Segmentation mask data:
-=-=-=-=-
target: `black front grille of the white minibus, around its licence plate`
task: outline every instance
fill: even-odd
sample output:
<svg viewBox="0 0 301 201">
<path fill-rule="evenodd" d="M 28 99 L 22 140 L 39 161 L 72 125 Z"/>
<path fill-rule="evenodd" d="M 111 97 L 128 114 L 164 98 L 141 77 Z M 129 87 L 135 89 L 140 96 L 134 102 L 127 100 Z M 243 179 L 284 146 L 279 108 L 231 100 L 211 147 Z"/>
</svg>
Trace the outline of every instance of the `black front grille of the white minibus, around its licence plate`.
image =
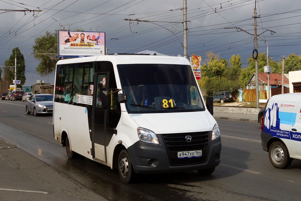
<svg viewBox="0 0 301 201">
<path fill-rule="evenodd" d="M 191 136 L 191 141 L 186 140 Z M 195 165 L 206 161 L 209 132 L 162 134 L 171 166 Z M 178 159 L 178 152 L 202 150 L 202 157 Z"/>
</svg>

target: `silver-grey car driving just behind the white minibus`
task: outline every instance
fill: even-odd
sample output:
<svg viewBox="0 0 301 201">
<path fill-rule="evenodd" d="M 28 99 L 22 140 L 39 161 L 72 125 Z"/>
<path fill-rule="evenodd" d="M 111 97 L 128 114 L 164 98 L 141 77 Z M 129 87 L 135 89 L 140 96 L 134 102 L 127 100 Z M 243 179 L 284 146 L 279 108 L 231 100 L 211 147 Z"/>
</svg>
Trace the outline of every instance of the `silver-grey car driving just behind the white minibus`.
<svg viewBox="0 0 301 201">
<path fill-rule="evenodd" d="M 39 114 L 53 113 L 53 95 L 48 93 L 33 94 L 26 100 L 26 114 L 33 112 Z"/>
</svg>

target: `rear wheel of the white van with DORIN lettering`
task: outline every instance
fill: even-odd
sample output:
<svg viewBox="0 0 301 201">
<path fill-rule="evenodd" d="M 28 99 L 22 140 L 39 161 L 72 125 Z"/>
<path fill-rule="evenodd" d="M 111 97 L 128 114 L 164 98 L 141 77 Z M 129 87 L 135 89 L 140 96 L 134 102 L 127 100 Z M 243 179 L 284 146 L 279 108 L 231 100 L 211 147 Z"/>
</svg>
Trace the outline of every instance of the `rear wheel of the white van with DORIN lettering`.
<svg viewBox="0 0 301 201">
<path fill-rule="evenodd" d="M 268 149 L 268 156 L 275 168 L 288 168 L 292 163 L 292 159 L 283 143 L 275 141 Z"/>
</svg>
-=-=-=-=-
## Prompt
Reproduce every line above exactly as written, omitting the images.

## Answer to this task
target: `black front grille of the white minibus, around its licence plate`
task: outline every instance
fill: even-odd
sample output:
<svg viewBox="0 0 301 201">
<path fill-rule="evenodd" d="M 28 99 L 22 140 L 39 161 L 72 125 Z"/>
<path fill-rule="evenodd" d="M 111 97 L 128 114 L 164 98 L 141 77 Z M 129 87 L 135 89 L 140 96 L 134 102 L 127 100 Z M 243 179 L 284 146 L 279 108 L 231 100 L 211 147 Z"/>
</svg>
Trace the outline of every instance of the `black front grille of the white minibus, around its licence plate`.
image =
<svg viewBox="0 0 301 201">
<path fill-rule="evenodd" d="M 191 136 L 191 141 L 186 140 Z M 195 165 L 206 161 L 209 132 L 162 134 L 171 166 Z M 178 159 L 178 152 L 202 150 L 202 157 Z"/>
</svg>

target: `silver-grey car driving just behind the white minibus`
task: outline every instance
fill: even-odd
sample output:
<svg viewBox="0 0 301 201">
<path fill-rule="evenodd" d="M 28 99 L 22 140 L 39 161 L 72 125 Z"/>
<path fill-rule="evenodd" d="M 111 97 L 128 114 L 164 98 L 141 77 Z M 129 87 L 135 89 L 140 96 L 134 102 L 127 100 Z M 243 179 L 284 146 L 279 108 L 231 100 L 211 147 Z"/>
</svg>
Trace the outline of every instance of the `silver-grey car driving just behind the white minibus`.
<svg viewBox="0 0 301 201">
<path fill-rule="evenodd" d="M 39 114 L 53 113 L 53 95 L 48 93 L 33 94 L 26 100 L 26 114 L 33 112 Z"/>
</svg>

target: `rear wheel of the white van with DORIN lettering`
task: outline every instance
fill: even-odd
sample output:
<svg viewBox="0 0 301 201">
<path fill-rule="evenodd" d="M 28 99 L 22 140 L 39 161 L 72 125 Z"/>
<path fill-rule="evenodd" d="M 111 97 L 128 114 L 164 98 L 141 77 Z M 129 87 L 135 89 L 140 96 L 134 102 L 127 100 Z M 243 179 L 284 146 L 279 108 L 231 100 L 211 147 Z"/>
</svg>
Trace the outline of every instance of the `rear wheel of the white van with DORIN lettering`.
<svg viewBox="0 0 301 201">
<path fill-rule="evenodd" d="M 268 149 L 268 156 L 275 168 L 288 168 L 292 163 L 292 159 L 283 143 L 275 141 Z"/>
</svg>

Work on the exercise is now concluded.